Copy out the items below with "bounding boxes" changed to "box coordinates" and everything else left the same. Leave the pictures out.

━━━ PROVIDED ENTRIES ━━━

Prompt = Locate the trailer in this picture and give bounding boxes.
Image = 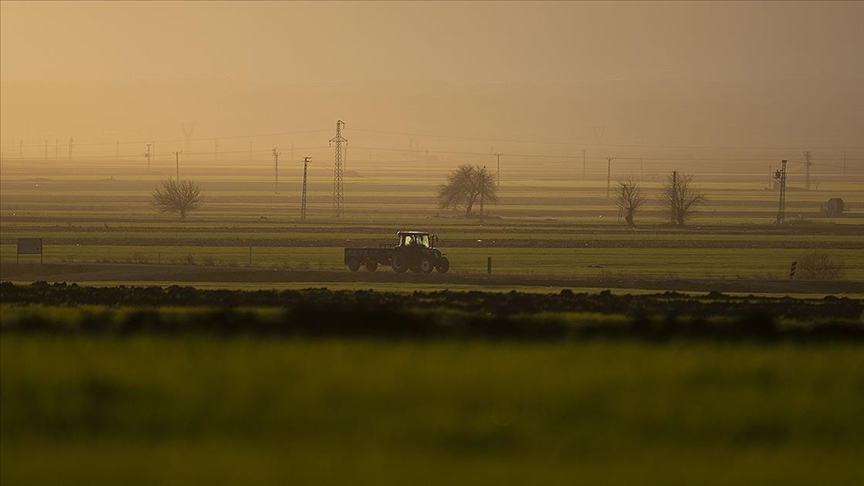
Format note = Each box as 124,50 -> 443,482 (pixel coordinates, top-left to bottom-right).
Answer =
345,231 -> 450,273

━━━

## EXERCISE RESPONSE
Prompt = Locate the trailer in this picture and give box coordinates.
Image = 
Format note = Each box as 124,50 -> 443,482 (pixel coordinates, top-left to bottom-right).
Answer =
345,231 -> 450,273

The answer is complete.